Data section start

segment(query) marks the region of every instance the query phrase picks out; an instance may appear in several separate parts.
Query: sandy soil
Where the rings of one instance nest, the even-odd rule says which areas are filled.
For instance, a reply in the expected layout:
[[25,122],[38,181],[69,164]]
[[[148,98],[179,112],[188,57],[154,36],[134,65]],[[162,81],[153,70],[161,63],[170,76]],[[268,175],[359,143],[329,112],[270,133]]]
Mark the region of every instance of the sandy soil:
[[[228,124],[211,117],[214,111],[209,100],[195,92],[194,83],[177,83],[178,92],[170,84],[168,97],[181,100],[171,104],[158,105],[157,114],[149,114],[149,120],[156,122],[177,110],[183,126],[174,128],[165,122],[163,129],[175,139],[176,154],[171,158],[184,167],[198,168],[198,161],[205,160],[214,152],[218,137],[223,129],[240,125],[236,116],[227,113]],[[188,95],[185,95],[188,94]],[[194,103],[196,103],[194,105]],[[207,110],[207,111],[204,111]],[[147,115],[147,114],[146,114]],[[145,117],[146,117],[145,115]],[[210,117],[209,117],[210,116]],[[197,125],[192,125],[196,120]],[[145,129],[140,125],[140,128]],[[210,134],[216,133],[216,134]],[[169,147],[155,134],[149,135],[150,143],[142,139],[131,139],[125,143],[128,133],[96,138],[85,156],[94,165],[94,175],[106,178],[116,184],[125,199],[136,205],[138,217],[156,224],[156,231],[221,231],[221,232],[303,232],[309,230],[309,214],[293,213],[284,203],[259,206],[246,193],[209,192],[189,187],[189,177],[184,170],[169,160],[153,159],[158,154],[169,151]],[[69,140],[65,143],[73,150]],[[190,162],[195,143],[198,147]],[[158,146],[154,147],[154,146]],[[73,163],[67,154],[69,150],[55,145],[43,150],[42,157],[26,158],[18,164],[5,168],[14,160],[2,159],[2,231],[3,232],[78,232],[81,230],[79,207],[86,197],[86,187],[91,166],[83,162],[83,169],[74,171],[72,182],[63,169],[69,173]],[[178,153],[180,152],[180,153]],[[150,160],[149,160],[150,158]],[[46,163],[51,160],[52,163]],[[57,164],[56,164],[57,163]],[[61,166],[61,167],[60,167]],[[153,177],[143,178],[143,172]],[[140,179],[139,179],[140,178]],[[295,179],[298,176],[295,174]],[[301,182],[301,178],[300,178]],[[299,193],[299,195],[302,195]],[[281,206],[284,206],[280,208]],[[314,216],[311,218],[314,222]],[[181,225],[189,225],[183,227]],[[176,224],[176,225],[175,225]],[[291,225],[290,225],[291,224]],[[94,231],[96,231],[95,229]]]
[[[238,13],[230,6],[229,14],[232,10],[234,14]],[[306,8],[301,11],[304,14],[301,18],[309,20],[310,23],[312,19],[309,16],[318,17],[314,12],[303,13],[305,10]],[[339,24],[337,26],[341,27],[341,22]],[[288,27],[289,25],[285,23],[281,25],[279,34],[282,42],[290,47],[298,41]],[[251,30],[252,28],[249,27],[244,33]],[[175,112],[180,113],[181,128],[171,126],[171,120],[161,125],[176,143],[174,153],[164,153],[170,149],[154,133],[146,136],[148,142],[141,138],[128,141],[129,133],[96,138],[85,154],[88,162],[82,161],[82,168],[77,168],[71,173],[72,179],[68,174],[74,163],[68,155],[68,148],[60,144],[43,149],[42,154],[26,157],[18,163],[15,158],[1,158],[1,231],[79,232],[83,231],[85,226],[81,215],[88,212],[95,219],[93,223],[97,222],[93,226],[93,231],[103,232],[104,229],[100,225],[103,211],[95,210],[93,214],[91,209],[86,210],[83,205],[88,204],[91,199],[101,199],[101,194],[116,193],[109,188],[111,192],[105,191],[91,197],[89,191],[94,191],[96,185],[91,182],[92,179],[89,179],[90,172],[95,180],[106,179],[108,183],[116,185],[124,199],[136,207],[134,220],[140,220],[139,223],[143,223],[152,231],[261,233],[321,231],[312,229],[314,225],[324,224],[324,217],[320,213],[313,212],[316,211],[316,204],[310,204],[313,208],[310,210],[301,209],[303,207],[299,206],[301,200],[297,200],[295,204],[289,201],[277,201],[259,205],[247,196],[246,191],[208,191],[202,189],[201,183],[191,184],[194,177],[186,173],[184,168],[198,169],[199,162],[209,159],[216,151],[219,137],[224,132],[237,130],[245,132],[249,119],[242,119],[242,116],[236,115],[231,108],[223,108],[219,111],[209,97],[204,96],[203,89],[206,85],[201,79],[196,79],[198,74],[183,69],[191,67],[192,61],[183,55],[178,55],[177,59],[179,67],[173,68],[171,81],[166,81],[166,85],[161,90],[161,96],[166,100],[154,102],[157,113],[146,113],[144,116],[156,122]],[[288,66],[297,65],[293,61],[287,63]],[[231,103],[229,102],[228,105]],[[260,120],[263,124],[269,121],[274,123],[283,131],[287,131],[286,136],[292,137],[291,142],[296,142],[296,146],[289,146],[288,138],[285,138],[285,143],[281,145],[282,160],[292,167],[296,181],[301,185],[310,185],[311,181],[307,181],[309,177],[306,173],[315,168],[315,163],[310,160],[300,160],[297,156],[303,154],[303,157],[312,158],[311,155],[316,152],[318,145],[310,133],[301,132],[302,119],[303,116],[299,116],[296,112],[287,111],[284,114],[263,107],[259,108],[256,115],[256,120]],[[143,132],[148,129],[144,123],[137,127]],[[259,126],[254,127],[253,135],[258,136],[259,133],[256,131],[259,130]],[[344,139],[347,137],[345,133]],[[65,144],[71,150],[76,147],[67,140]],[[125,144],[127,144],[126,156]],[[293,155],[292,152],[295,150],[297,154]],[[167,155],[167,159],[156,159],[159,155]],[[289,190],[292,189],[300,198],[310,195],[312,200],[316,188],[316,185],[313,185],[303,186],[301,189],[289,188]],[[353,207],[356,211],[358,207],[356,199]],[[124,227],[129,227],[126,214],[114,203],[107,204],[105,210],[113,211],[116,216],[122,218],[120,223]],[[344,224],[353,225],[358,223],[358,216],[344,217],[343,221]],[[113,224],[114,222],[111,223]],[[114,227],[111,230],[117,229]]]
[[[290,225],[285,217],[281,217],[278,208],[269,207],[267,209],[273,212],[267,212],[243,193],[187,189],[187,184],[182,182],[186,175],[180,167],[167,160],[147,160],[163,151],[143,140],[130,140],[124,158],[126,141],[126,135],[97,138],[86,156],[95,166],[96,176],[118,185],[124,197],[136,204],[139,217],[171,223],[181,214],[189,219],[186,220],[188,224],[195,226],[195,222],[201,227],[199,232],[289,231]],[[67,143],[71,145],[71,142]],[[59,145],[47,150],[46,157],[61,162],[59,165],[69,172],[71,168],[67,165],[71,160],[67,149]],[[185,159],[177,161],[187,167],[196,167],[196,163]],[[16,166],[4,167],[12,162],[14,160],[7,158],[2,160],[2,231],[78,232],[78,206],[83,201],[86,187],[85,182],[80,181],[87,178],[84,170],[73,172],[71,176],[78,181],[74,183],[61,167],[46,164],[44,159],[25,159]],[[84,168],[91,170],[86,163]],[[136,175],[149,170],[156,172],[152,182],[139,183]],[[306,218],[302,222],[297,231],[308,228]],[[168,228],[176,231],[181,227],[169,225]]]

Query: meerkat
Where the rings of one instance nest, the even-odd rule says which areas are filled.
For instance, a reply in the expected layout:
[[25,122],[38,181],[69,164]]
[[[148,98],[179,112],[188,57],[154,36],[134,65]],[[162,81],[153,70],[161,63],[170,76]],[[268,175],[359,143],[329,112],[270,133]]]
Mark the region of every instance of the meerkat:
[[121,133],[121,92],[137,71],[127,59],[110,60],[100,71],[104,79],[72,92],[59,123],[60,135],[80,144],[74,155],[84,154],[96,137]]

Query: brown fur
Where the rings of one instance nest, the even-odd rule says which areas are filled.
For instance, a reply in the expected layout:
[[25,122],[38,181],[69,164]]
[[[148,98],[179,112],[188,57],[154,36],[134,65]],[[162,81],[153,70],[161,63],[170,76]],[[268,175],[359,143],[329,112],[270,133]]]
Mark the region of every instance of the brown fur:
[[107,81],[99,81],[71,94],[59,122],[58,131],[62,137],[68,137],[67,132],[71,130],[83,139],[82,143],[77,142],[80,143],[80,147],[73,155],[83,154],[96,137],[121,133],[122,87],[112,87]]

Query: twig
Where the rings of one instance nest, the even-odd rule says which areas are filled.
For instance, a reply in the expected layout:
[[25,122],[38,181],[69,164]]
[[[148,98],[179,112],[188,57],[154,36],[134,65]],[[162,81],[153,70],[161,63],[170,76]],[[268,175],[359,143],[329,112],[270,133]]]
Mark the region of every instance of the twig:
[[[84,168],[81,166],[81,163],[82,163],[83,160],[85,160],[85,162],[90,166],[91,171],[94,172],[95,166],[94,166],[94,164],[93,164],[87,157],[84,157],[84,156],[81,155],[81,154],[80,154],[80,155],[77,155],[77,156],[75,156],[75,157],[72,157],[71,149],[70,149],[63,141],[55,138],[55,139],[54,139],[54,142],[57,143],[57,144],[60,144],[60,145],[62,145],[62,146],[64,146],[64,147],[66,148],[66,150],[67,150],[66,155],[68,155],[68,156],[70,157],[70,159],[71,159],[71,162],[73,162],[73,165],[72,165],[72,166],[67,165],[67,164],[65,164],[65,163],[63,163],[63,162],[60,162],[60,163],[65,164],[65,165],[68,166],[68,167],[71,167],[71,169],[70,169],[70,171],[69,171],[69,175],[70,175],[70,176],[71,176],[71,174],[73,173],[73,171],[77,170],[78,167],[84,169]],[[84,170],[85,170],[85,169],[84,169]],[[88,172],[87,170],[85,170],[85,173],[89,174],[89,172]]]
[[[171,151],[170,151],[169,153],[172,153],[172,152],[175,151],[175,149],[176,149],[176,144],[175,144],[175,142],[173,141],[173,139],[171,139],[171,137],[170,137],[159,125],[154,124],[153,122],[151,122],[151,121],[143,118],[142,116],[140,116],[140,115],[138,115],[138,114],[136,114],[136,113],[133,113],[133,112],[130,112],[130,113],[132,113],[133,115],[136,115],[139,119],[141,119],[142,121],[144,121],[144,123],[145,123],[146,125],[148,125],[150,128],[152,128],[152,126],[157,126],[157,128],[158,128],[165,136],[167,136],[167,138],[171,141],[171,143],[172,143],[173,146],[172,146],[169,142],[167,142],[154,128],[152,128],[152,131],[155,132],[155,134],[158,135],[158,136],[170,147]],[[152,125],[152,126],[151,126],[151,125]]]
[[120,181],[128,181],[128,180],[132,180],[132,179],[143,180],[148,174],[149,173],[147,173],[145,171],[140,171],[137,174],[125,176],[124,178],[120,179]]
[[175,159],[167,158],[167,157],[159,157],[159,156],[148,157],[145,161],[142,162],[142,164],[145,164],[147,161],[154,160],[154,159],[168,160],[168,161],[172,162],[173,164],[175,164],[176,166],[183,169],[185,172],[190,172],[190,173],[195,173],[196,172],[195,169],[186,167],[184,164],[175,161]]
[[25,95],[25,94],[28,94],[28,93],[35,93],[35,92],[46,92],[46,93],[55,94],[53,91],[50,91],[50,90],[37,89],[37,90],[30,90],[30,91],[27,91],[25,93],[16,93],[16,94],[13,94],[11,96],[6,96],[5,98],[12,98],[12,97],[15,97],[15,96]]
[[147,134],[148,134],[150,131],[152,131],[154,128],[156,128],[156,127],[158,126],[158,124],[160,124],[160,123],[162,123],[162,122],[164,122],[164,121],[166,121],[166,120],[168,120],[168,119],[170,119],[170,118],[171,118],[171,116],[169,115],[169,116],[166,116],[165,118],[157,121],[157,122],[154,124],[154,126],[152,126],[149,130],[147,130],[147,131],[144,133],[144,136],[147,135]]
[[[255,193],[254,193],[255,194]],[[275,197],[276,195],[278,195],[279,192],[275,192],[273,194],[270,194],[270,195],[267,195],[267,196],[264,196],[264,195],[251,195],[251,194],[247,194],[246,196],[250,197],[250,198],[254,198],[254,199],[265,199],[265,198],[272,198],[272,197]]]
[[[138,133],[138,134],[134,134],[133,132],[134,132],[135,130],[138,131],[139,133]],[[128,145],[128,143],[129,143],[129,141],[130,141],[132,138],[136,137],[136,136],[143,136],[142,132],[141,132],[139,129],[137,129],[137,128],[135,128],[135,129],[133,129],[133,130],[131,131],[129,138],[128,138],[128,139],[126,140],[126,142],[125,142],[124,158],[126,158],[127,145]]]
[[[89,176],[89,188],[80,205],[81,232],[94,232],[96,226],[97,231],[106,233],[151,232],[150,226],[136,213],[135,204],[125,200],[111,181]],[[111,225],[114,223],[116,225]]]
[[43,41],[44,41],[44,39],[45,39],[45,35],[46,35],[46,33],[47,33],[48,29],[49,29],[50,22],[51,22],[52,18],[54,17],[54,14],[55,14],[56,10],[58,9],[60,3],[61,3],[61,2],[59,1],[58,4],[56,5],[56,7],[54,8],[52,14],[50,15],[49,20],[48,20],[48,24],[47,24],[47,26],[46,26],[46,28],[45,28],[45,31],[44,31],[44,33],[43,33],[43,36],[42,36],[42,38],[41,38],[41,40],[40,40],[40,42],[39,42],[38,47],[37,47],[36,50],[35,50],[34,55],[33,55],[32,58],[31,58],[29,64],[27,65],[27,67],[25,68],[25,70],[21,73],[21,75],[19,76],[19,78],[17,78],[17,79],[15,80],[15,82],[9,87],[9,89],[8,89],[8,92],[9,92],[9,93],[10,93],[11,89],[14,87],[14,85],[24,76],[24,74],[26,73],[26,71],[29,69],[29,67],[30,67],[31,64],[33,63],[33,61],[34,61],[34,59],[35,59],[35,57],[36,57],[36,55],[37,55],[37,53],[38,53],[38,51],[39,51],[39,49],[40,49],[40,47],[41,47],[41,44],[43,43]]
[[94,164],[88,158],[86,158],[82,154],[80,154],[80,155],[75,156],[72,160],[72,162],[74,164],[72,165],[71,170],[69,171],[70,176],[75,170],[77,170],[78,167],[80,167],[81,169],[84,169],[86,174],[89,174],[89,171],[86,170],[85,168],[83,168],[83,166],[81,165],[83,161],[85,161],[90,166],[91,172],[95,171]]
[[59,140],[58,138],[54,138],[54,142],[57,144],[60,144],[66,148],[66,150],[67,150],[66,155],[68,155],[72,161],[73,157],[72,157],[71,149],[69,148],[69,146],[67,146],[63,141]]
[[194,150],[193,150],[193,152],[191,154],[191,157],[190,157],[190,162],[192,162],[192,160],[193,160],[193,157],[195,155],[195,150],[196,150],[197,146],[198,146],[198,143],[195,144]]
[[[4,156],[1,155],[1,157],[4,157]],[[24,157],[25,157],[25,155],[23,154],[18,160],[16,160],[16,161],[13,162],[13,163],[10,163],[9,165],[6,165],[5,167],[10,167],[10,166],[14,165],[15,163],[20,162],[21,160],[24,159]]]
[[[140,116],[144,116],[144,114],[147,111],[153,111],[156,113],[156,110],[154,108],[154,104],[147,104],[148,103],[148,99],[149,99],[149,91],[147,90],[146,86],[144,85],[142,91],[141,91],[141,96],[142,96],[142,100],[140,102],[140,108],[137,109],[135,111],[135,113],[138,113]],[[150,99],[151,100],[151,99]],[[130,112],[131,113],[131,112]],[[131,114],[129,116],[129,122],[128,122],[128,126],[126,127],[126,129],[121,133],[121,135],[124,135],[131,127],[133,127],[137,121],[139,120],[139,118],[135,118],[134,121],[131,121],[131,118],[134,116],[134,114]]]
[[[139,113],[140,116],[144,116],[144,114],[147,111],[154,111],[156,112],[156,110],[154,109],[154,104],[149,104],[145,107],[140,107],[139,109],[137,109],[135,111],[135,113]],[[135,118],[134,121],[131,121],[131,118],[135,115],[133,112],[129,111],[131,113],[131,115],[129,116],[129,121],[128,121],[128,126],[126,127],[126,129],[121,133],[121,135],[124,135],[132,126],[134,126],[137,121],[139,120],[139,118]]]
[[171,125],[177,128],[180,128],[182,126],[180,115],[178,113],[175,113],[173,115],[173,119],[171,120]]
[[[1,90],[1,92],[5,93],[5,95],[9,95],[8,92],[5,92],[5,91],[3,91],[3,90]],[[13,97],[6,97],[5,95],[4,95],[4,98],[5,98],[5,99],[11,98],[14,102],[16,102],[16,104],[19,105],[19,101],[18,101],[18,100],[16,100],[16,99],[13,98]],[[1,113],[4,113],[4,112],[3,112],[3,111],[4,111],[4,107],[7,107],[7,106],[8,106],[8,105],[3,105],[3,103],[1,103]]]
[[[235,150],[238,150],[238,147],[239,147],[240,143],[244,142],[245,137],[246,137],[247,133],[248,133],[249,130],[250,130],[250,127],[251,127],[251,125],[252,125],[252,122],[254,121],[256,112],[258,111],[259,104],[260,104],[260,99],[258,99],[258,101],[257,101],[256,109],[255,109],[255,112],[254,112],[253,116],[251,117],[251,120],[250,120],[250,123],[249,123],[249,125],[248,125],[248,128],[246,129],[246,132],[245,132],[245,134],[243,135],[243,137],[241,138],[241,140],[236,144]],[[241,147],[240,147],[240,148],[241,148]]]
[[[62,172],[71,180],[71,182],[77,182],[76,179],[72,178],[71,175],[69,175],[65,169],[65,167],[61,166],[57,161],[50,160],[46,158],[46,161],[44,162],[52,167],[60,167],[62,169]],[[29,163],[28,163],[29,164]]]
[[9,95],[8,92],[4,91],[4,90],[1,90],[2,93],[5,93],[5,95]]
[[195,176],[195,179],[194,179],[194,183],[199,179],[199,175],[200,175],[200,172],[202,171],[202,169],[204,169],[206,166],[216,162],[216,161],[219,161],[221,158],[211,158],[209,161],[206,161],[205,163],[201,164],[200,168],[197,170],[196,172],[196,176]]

Data section end

Pull every line containing "sandy" out of the data above.

*Response for this exercise*:
Query: sandy soil
Mark the region of every instance of the sandy soil:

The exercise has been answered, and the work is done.